PROBLEM DESCRIPTION — For the records below, print every one exactly, with nothing dropped.
(Beginning of EXERCISE INPUT)
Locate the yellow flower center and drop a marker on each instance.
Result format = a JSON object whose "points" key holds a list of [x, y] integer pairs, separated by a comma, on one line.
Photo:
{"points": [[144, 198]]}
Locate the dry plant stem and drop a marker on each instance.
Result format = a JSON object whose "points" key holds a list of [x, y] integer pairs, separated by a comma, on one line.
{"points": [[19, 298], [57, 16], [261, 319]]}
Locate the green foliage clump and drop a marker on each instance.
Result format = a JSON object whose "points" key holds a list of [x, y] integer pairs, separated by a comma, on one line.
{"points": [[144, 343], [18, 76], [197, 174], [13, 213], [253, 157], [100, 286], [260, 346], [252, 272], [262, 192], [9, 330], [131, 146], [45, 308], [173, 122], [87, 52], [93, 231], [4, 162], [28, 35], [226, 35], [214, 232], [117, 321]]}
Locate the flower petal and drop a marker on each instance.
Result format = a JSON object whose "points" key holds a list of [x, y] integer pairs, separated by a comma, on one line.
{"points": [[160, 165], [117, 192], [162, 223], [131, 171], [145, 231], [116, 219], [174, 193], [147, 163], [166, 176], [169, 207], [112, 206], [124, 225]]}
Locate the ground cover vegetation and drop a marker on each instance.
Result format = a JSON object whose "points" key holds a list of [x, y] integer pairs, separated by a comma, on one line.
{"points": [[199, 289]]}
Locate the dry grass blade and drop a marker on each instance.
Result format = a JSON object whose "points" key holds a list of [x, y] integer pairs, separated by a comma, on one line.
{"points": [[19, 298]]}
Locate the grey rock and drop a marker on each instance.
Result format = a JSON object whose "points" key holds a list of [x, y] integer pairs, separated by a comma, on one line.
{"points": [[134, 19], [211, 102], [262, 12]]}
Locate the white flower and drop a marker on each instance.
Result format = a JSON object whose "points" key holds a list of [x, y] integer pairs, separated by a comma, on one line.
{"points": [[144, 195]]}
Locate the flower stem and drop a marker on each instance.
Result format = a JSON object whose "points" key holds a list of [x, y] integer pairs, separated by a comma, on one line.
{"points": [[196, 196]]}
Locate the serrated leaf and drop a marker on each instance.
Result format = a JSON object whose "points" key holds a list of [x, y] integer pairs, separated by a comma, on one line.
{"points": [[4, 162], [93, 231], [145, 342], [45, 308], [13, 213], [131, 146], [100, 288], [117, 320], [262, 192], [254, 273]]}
(End of EXERCISE INPUT)
EXERCISE RESULT —
Locate the yellow flower center and drop a marker on each instance.
Result format = a JSON object whose "points" key holds a list of [x, y] integer pairs, separated by a comma, on one line.
Photo:
{"points": [[144, 198]]}
Locate the dry plant stem and drop a marker on each instance.
Result format = a JSON object whose "points" key holds a list of [x, y] integer pairs, separated by a comma, on one line.
{"points": [[19, 298], [57, 16], [261, 319]]}
Locate the green foliage clump and drop a marker on each instance.
Result format = a JSON object whose "points" key holds a list of [x, y] integer pairs, separated by a comma, on one line.
{"points": [[144, 343], [18, 76], [197, 174], [13, 213], [253, 157], [100, 286], [260, 346], [252, 272], [262, 192], [9, 330], [131, 146], [45, 308], [173, 122], [87, 52], [93, 231], [4, 162], [28, 35], [226, 35], [214, 232], [117, 321]]}
Locate the flower petal and drop a marker on each instance.
Result format = a JSON object whose "points" key holds a list of [x, y] integer pairs, separated by a comma, on one line.
{"points": [[160, 165], [117, 192], [162, 223], [131, 171], [145, 231], [116, 219], [174, 193], [147, 163], [166, 176], [169, 207], [112, 206], [124, 225]]}
Locate the ground cover vegetation and drop a marker on each instance.
Result format = a JSON object whose "points" key holds a list of [x, y] integer pairs, separated by a comma, on one line.
{"points": [[199, 289]]}
Locate the dry grass blade and drop a marker on each instance.
Result format = a JSON object whose "points" key holds a list of [x, y] integer pairs, separated by a comma, on one line.
{"points": [[19, 298]]}
Locate the grey rock and drop a marker on each instance.
Result format = a JSON object whose "points" key holds a list of [x, y] integer pairs, separated by a comma, on one line.
{"points": [[134, 19], [211, 102], [262, 12]]}
Locate the white flower and drop a marker on each instance.
Result format = a JSON object whose "points" key holds a list of [x, y] integer pairs, separated by a comma, on one line.
{"points": [[144, 195]]}
Locate the flower stem and drop a marker on each instance.
Result format = a JSON object whose "points" key holds a list of [x, y] integer pairs, separated by a comma, on one line.
{"points": [[196, 196]]}
Locate the serrated leaf and drop a marker on each instance.
Result format = a JSON object whose "points" key holds a list of [x, y] integer pairs, separated by a comma, on one line.
{"points": [[4, 162], [93, 231], [145, 342], [45, 308], [13, 213], [131, 146], [100, 288], [117, 320], [262, 192], [254, 273]]}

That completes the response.